Page text -

────

The two best models are both extreme randomized trees: the first uses balanced subsampling -ERT-ss- (i.e., for every random sample used during the iteration of the trees, the sample is balanced by using weights inversely proportional to class frequencies), and serves here as our base model; the second uses an ADASYN oversampling method-ERT-os- and serves as our control model.
4.2. Investigation Office Validation
At the outset, we randomly set aside 10% of the data (30,317 claims). In this final step, we want to go further and examine these initial claims as test data. Our results are shown in Table 5.
Original Value | Prediction | Cases |
---|---|---|
Non-Investigated | Non-Fraud | 29.631 |
Fraud | Non-Fraud | 0 |
Non-Investigated | Fraud | 415 |
Fraud | Fraud | 271 |
(a) ERT-ss Robustness Check | ||
Original Value | Prediction | Cases |
Non-Investigated | Non-Fraud | 29.656 |
Fraud | Non-Fraud | 8 |
Non-Investigated | Fraud | 390 |
Fraud | Fraud | 263 |
(b) ERT-os Robustness Check |
As can be appreciated, the control model (Table 5b) has a recall of 97% while the base model (Table 5a) has an impressive recall of 100%. However, the real added value depends on the non-investigated fraud cases, i.e., cases not previously detected but which would boost our results if shown to be fraudulent (non-investigated predicted as fraud). We, therefore, sent these cases to the IO for analysis.
The IO investigated 367 cases (at the intersection between the ERT-ss and ERT-os models). Two fraud investigators analyzed each of these cases, none of which they had previously seen as the rule model had not detected them.

────

Information given -
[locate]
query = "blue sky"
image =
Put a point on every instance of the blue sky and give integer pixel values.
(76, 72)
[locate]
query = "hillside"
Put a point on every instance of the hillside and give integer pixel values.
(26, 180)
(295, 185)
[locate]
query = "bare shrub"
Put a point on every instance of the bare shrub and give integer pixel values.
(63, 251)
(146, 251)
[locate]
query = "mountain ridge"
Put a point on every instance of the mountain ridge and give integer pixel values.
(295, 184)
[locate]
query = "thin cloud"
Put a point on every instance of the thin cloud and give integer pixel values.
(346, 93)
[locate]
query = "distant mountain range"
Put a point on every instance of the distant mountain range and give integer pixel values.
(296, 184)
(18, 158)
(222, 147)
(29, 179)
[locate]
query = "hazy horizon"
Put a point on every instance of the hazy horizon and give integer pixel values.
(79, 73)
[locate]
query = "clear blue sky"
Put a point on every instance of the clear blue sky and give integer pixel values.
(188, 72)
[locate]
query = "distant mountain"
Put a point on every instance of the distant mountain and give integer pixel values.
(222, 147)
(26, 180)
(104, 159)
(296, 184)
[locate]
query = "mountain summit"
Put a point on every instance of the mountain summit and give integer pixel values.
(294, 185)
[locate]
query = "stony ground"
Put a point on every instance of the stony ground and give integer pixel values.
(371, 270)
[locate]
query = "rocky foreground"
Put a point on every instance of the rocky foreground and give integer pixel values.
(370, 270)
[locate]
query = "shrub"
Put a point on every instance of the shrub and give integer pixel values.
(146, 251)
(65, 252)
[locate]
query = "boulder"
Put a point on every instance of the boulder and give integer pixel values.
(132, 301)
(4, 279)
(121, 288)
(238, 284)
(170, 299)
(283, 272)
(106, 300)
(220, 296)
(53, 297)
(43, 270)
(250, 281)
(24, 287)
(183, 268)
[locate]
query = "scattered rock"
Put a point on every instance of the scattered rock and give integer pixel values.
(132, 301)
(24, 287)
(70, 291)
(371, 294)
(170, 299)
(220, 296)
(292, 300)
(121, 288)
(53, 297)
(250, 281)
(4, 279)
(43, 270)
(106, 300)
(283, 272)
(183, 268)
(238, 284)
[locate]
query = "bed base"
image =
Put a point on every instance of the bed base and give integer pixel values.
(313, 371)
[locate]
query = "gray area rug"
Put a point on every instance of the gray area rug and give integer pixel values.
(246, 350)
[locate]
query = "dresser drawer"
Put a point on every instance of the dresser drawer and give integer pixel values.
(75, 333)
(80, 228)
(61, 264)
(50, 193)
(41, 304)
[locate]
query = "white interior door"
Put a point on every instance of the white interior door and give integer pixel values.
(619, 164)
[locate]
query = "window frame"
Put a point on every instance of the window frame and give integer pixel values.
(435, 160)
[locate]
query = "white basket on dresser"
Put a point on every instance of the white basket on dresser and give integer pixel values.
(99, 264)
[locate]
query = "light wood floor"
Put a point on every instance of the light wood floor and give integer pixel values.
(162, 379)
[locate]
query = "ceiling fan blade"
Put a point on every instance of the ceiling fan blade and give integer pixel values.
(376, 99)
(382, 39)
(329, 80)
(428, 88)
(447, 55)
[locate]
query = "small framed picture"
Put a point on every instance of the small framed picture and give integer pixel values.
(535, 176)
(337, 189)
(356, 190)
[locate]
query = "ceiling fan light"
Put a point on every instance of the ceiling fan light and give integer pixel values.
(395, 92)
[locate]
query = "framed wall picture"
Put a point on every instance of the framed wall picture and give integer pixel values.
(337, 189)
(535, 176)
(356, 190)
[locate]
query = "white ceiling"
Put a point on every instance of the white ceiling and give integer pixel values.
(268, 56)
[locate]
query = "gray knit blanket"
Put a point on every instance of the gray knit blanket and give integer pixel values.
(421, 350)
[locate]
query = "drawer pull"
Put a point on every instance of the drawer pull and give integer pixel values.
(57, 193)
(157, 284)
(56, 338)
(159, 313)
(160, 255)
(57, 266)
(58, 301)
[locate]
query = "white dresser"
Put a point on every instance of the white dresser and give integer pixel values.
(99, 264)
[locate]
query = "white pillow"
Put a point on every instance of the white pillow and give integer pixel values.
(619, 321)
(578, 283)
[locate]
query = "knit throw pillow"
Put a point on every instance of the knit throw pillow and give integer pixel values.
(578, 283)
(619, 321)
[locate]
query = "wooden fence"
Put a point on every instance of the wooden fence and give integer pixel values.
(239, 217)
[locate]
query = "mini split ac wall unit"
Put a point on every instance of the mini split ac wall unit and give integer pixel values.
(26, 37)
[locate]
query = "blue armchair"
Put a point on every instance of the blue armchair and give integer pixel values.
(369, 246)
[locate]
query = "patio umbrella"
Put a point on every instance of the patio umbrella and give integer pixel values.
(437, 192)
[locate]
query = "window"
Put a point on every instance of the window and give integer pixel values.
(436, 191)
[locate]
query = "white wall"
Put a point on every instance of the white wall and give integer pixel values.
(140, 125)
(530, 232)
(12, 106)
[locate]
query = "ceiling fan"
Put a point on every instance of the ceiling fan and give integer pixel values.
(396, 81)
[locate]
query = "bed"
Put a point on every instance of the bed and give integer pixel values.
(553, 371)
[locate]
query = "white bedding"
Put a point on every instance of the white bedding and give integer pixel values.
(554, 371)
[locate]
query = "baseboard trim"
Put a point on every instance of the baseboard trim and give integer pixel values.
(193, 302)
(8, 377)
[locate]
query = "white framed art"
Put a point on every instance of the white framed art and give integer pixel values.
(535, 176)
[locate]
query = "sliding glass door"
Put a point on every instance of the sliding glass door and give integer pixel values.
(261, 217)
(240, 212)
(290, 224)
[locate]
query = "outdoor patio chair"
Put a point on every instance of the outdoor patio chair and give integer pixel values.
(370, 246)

────

Actions to take -
1. Answer these questions about the fraud-model text:
(a) What share of the data was set aside at the outset?
(b) What recall does the control model have?
(c) How many cases did the IO investigate?
2. Please copy the fraud-model text from "The IO investigated" up to and including "not detected them.".
The listing comes from a separate source, unrelated to the page text.

Task-by-task solutions -
1.
(a) 10% (30,317 claims)
(b) 97%
(c) 367

2.
The IO investigated 367 cases (at the intersection between the ERT-ss and ERT-os models). Two fraud investigators analyzed each of these cases, none of which they had previously seen as the rule model had not detected them.